Reproduce the entries exactly.

===== MATERIAL SHOWN =====

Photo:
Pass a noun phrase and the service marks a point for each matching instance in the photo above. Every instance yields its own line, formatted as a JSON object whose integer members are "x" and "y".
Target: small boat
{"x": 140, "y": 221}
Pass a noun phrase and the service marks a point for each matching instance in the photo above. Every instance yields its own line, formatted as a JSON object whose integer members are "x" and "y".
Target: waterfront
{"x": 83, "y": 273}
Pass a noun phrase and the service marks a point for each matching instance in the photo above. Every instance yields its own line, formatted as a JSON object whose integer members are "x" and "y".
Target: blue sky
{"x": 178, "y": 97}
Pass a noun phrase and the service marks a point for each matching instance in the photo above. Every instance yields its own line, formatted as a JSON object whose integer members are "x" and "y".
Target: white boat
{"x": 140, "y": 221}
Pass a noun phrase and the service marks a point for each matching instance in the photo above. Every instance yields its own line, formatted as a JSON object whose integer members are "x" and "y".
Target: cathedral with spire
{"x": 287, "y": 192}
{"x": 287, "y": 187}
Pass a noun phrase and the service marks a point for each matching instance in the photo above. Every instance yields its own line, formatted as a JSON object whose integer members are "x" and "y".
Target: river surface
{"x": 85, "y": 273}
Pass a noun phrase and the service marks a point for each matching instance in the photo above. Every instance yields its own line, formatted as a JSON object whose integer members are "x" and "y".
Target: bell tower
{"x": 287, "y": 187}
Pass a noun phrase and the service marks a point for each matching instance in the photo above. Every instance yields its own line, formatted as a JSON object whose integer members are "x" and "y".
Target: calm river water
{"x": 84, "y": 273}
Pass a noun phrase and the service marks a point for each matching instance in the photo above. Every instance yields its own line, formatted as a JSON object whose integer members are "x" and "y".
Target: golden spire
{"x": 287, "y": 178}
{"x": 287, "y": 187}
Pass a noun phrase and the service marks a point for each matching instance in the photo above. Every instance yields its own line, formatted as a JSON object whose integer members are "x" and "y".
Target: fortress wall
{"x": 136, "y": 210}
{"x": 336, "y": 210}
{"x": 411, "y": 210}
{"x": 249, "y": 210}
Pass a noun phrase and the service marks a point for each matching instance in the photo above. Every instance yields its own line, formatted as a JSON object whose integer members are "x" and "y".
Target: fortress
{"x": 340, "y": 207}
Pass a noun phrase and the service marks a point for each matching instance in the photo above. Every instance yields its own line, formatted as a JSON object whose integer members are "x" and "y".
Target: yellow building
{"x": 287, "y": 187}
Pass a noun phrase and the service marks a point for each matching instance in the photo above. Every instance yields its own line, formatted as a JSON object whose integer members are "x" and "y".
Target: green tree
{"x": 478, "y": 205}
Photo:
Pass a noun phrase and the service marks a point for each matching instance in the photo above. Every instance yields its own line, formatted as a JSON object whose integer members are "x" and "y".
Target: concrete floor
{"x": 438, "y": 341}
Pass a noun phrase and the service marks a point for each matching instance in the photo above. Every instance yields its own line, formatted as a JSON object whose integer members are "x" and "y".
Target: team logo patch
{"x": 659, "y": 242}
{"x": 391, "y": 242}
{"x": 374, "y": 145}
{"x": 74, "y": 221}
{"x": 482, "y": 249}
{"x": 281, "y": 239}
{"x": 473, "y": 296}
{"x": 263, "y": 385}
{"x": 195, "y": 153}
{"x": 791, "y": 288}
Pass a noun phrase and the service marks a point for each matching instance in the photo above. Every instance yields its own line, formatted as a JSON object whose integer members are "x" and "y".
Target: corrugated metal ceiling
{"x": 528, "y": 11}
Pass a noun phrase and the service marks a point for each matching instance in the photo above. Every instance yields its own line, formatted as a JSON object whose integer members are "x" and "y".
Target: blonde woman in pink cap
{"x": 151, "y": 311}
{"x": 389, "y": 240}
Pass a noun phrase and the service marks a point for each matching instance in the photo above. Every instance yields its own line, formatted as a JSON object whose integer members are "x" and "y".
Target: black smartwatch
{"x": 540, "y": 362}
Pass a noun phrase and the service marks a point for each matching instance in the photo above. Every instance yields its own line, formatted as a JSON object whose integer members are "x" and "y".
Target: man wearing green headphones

=====

◆ ANSWER TO THE TASK ◆
Photo:
Pass a noun phrase and the service marks a point for each matching instance in the photo above. Every instance yields its own line, formatted as a JSON object whose integer members are "x" and "y".
Target: small boat
{"x": 140, "y": 221}
Pass a noun phrase and the service marks a point for each matching instance in the photo above. Every instance yields its own line, formatted as a JSON object whose integer members are "x" and "y".
Target: waterfront
{"x": 83, "y": 273}
Pass a noun phrase and the service marks a point for each matching instance in the photo above. Every instance yields its own line, formatted as a JSON object whose integer members are "x" and "y".
Target: blue sky
{"x": 178, "y": 97}
Pass a noun phrase and the service marks a point for each matching instance in the photo above. Every instance yields its own line, formatted as a JSON object whose integer members are "x" and "y".
Target: white boat
{"x": 140, "y": 221}
Pass a noun phrase and the service marks a point for each matching instance in the photo above. Every instance yields its own line, formatted as a JSON object whose integer members are "x" and "y".
Target: cathedral with spire
{"x": 287, "y": 192}
{"x": 287, "y": 187}
Pass a noun phrase and the service marks a point for each matching instance in the photo above. Every instance yields its own line, formatted as a JSON object whose integer members are "x" and "y".
Target: river surface
{"x": 85, "y": 273}
Pass a noun phrase and the service marks a point for each matching instance in the photo above. Every instance yields its own line, formatted as a JSON object whose integer members are "x" and "y".
Target: bell tower
{"x": 287, "y": 187}
Pass a noun phrase and the service marks a point for each matching instance in the photo above. Every instance yields its own line, formatted as a JSON object whose integer members are "x" and "y".
Target: calm river water
{"x": 84, "y": 273}
Pass a noun phrase and the service marks a point for each matching instance in the photo above. Every instance yields its own line, formatted as a JSON object whose integer members are "x" and "y".
Target: golden spire
{"x": 287, "y": 178}
{"x": 287, "y": 187}
Pass a noun phrase and the service marks a point for each matching instance in the photo above. Every instance yields its own line, formatted as a JSON object whose integer members are "x" and "y".
Target: fortress wall
{"x": 136, "y": 210}
{"x": 336, "y": 210}
{"x": 411, "y": 210}
{"x": 249, "y": 210}
Pass a noun phrase and the service marks a point for each matching instance in the photo above. Every instance yields its own line, formatted as a JSON object whose integer members are "x" and "y".
Target: fortress
{"x": 340, "y": 207}
Pass a noun phrase and the service marks a point for each matching instance in the photo above. Every instance yields its own line, formatted as a JSON object whose integer members are "x" and "y".
Target: yellow building
{"x": 287, "y": 187}
Pass a noun phrase and the service marks a point for each matching instance in the photo above. Every instance yields its own line, formatted as a JSON object whose integer members are "x" and "y".
Target: green tree
{"x": 478, "y": 205}
Photo:
Pass a noun phrase and the service marks a point for each matching instance in the photo above. Every instance yields its own line, formatted as a JSON object whose integer members are "x" and "y".
Target: concrete floor
{"x": 438, "y": 341}
Pass a noun phrase and the service marks a point for each matching instance in the photo above. Every instance yields its own line, formatted as a JSON object whose integer members are "x" and "y".
Target: team logo patch
{"x": 659, "y": 242}
{"x": 391, "y": 242}
{"x": 374, "y": 145}
{"x": 74, "y": 221}
{"x": 482, "y": 249}
{"x": 281, "y": 239}
{"x": 473, "y": 296}
{"x": 263, "y": 385}
{"x": 195, "y": 153}
{"x": 791, "y": 288}
Pass a noun phrase and the service marks a point for each matching instance in the photo above. Every instance yields its own line, formatted as a JSON object whose integer members are "x" and "y".
Target: corrugated metal ceiling
{"x": 528, "y": 11}
Pass a noun phrase and the service marks a point for each matching instance in the photo above. Every instance yields its own line, formatted as a JSON object whose integer members are "x" and "y".
Target: blonde woman in pink cap
{"x": 151, "y": 311}
{"x": 389, "y": 240}
Pass a noun phrase and the service marks a point for each matching instance in the photo above. Every instance yields its own line, formatted as a JSON object whose integer members are "x" and "y".
Target: black smartwatch
{"x": 540, "y": 362}
Pass a noun phrase and the service marks a point for each matching instance in the photo above. Every instance yields its own line, formatted as a JSON object whose integer members are "x" and "y".
Target: man wearing green headphones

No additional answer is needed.